═══ TEXT PASSAGE
Happyspeak press releases never tell the true story

Friday, June 6, 2008

Ya gotta love happyspeak.

It’s something that isn’t easy for everyone to do — that magical way of spinning words to make something that is really not so great sound absolutely spectacular.

Take the recent press release from the Interior Health Authority.

“Ponderosa Lodge to remain open to meet needs of Kamloops seniors.”

Wow. That’s super.

The facility they’ve been threatening to shut down for years is going to stay open. Reassuring, for sure.

Read a bit more and one discovers that, actually, Ponderosa is staying open with 42 beds for seniors.

Hmmm. Doesn’t it have more beds than that number?

Don’t expect to find the figure in the press release. Nowhere does it say the IHA is actually reducing the number of beds at Ponderosa Lodge from 114 to 42.

Shutting down 72 beds just doesn’t sound nearly as positive as “meet the needs of the local community, with 42 transitional beds.”

Read on and you discover Minister of Health George Abbott sees closing 72 beds and keeping just 42 open “will help ensure our seniors continue to receive the best possible care as they move into their golden years.”

Well, yes, that too is spinning the words. His quote was actually in reference to the provincial government investing in 5,000 new beds for seniors in the province, including 190 in Kamloops this year.

Those would be beds in residential-care buildings built and run by for-profit companies, including the one mentioned in the press release‚ Ridgeview Lodge at 920 Desmond Ave. in Brocklehurst.

It’s opening on Sept. 3 and, according to the press release, “current residents at Ponderosa will move to their new home at Ridgeview Lodge or one of the other residential-care facilities in Kamloops.”

Ridgeview only provides comprehensive care for seniors. That would include 24-hour professional nursing service, 24-hour direct care by trained resident-care aides, the services of a registered dietitian to develop menus, daily recreational and music therapies, services of a physiotherapist and occupational therapist to assess resident needs, and then all those other neat little things, like secured entrances and exits, lounges, an outdoor courtyard and a mini-bus for those trips off-site.

All for the nifty price of $4,500 a month. That wasn’t included in the press release extolling the value of Ridgeview Lodge, but a quick e-mail to Dea Godfrery, human resources co-ordinator for the Baltic Properties Group — which owns and will run the new facility —came back with that information.
══════
## ASSIGNED TASK:
Extract the passage of the Ponderosa Lodge column starting at "Ridgeview only provides" and ending at "those trips off-site.".
═══ RAW DATA
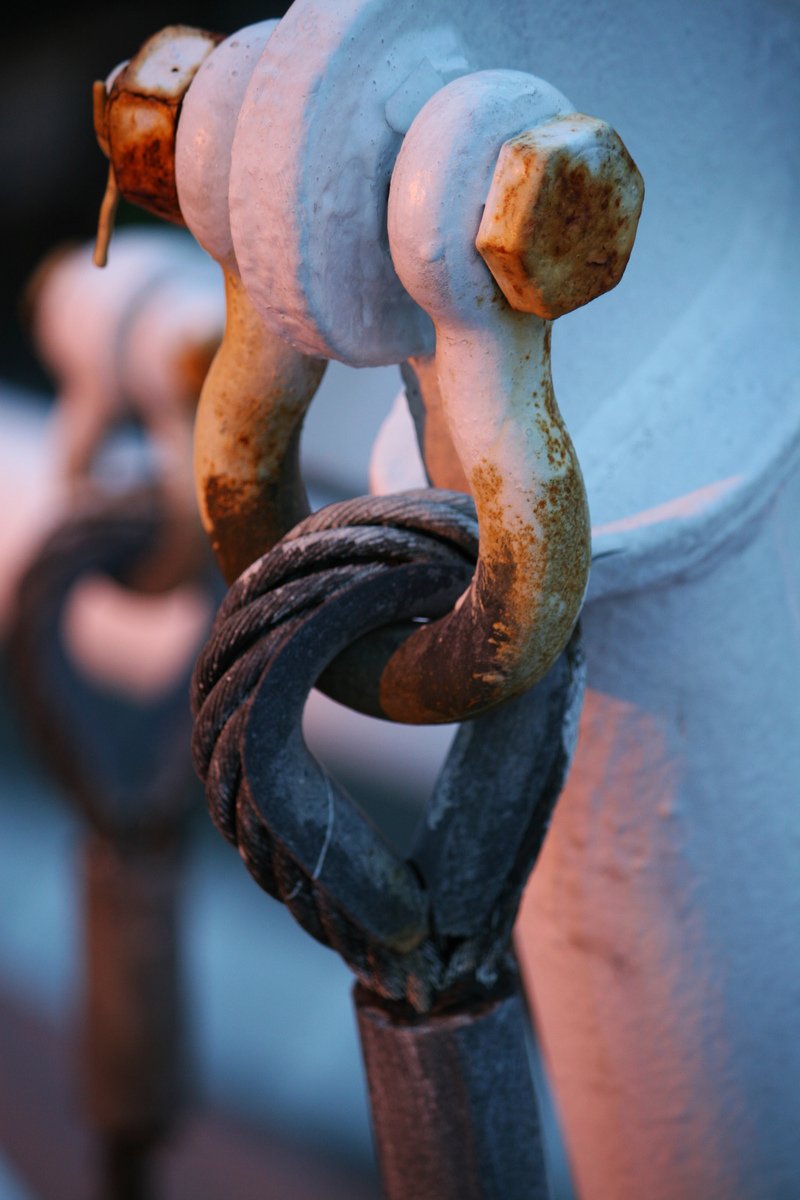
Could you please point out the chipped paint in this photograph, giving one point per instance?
(561, 215)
══════
## REPLY TO THE TASK:
Ridgeview only provides comprehensive care for seniors. That would include 24-hour professional nursing service, 24-hour direct care by trained resident-care aides, the services of a registered dietitian to develop menus, daily recreational and music therapies, services of a physiotherapist and occupational therapist to assess resident needs, and then all those other neat little things, like secured entrances and exits, lounges, an outdoor courtyard and a mini-bus for those trips off-site.